### The task:
Reproduce verbatim the portion of the forum thread on religion and sexual behavior starting with "We talk of animal" and going on through "necessary for that.".

### Text shown:

Once again, just my 2 cents, but I really think these trends predate humans.


----------



## Cnote11

Ah, I see what you are saying now. My original wasn't positing that religion is the cause of it, merely a large catalyst to a greater prominence.


----------



## Cnote11

By the way, welcome to the forum. I enjoy your contribution here.


----------



## Ellyll

Cnote11 said:


> By the way, welcome to the forum. I enjoy your contribution here.


Thank you, I am glad I found it. It is nice to meet people willing to debate without being viscous.

Religion is definitely a catalyst, but I think if you look at successful manipulators you will see that their success is often derived form leveraging pre-existing human emotions. (At least that is what I have noticed.)

Shame, fear, jealousy, love, hatred and lust all pre-date religion. They are all powerful, visceral, and in many ways related to sex and societal makeup, as far as I can tell.

We talk of animal instincts, without realizing they are "feelings" that control the animal, the same ones we have, our instincts for breeding, raising our young, and protecting the resources necessary for that.

At least that is the idea I have been working on.


----------



## Ellyll

I honestly think farming has as much to do with monogamy as religion, possibly more.

In a primarily gathering society it is evolutionarily beneficial to have few males. As long as you have enough for protection and breeding, any more is just wasted food. Extra males usually get rid of each other through fighting (war). This fact still exists. Many soldiers will tell you that killing someone in the field will actually arouse them. It is wired in.

Farming, though, encourages a higher male to female ratio, as strength that is normally used for breaking backs is instead required form breaking soil.. Over, and over, and over again.

Same idea with hunting, fishing, and shepherding. Our society changed to need more males to prosper and so those who became more monogamous during these times survived to breed more, as they had more per capita food, esp. in drought years, with the advent of pottery to add to grain farming, and meat curing. (All of which requires labor, and if you want to keep up on birthing, preferably by non child rearing labors, i.e men)

The evolutionary triggers are still there, though, for aggressive male (self destructive) behavior.  They run deep. 

At least that is what I have come to believe.


----------



## Cnote11

Well, there is a reason that religion grew out of such communities. They do reflect the values of a community prior to the invention of the certain religion they practiced. So saying that, of course the values and ideas would predate religion. It is a necessity that they do.


----------



## violadude

mmmmm Sex! I was thinking about sex just the other day, but then I remembered how taboo and sinful it was so I prayed to the Lord Jesus Christ to deliver me from those satanic thoughts! Amen!


----------



## Mesa

I've done harrowing, utterly despicable things in the name of sex, and plan to do them all again but with more enthusiasm and larger electric eels.


----------



## violadude

Mesa said:


> I've done harrowing, utterly despicable things in the name of sex, and plan to do them all again but with more enthusiasm and larger electric eels.


Epic post.


----------



## starthrower

Sex isn't dirty, it's just wet and gooey!


----------



## violadude

starthrower said:


> Sex isn't dirty, it's just wet and gooey!


Those are my favorite aspects of it.


----------



## Lukecash12

I can see that you tried to get a rise out of me there, Cnote. Well, you succeeded in raising one of my eyebrows. First, by being arrogant, and second by trying to sound slick. This indicates yet again that while you condescend to the people you have these discussions with, and tell them you are done with their **, that you continue to follow their posts anyways. Maybe this isn't the case.

### Recorded information:
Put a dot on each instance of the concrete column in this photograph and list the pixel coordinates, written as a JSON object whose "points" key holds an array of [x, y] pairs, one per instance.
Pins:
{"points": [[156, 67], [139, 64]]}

### Output below:
We talk of animal instincts, without realizing they are "feelings" that control the animal, the same ones we have, our instincts for breeding, raising our young, and protecting the resources necessary for that.